>> Start Records to process

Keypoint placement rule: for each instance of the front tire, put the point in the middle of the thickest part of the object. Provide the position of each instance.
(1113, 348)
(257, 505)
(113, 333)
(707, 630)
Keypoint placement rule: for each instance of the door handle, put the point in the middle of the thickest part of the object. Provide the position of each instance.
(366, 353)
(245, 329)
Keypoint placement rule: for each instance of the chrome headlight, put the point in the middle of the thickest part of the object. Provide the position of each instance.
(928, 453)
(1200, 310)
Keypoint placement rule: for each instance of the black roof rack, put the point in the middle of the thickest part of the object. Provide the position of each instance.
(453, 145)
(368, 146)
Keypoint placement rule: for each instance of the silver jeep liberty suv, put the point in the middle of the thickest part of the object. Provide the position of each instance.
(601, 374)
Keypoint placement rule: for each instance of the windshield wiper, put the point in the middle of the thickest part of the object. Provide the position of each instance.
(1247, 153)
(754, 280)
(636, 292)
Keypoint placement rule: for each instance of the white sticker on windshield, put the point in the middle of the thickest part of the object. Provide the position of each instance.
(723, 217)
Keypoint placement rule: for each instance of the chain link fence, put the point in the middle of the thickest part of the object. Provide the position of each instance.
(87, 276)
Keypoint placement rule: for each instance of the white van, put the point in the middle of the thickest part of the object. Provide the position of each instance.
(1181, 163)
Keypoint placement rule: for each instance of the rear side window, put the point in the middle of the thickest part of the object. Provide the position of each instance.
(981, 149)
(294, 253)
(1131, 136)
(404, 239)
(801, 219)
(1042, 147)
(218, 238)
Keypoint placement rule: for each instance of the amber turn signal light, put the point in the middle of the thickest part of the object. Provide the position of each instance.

>> End Records to process

- _Task objective_
Your task is to retype all the records above with nothing left out.

- _Reply_
Keypoint placement rule: for each instance of the front tire, put the point in the middle of the thickest part of the object. Provide the position of each instance.
(1113, 348)
(257, 505)
(113, 333)
(707, 630)
Keypoint placement rule: for each instance of the door handle, put the point in the middle of the thickest part of the object. Provide the position of each instance.
(366, 353)
(245, 329)
Keypoint placement rule: for each instance of the chrome headlight, put the point in the middle of the thickest part of the object. Provide the position of each instance.
(928, 453)
(1200, 310)
Keypoint placement rule: for each instance of the black roof rack, put the point in the middle of the thickest part of the object. Provide the position of each instance.
(453, 145)
(368, 146)
Keypoint placement rule: for each instance of the silver jeep liberty suv, put the point in the middle of the thickest part of the object. Provide the position of each instance.
(601, 374)
Keypoint placement rule: for each instance of the windshield wiper, put the point in the middle of the thickest part of the object. Provide the position of each instance.
(1247, 153)
(754, 280)
(636, 292)
Keypoint placement rule: for each instance of the white sticker on windshield, put the point in the middle of the thickest part of the object. Provide the position of each instance.
(723, 217)
Keypoint placement rule: for each instance of the chain link fence, put the point in the middle of the thickest part of the object. Provide the position of each instance.
(87, 276)
Keypoint placement rule: for each instance of the white van, put the point in the middle of the thickest part of the object. Provide the position of each instance.
(1181, 163)
Keypoint placement rule: for each instance of the rear side window, put the point in the middle of the thickest part of the object. Provide the position of each instance.
(981, 149)
(294, 253)
(1131, 136)
(404, 239)
(801, 219)
(1042, 147)
(218, 238)
Keypoint placement rule: for each instance of the amber turn signal light, put the point in the middle of the thickest part of the object. Provide the position of each instance.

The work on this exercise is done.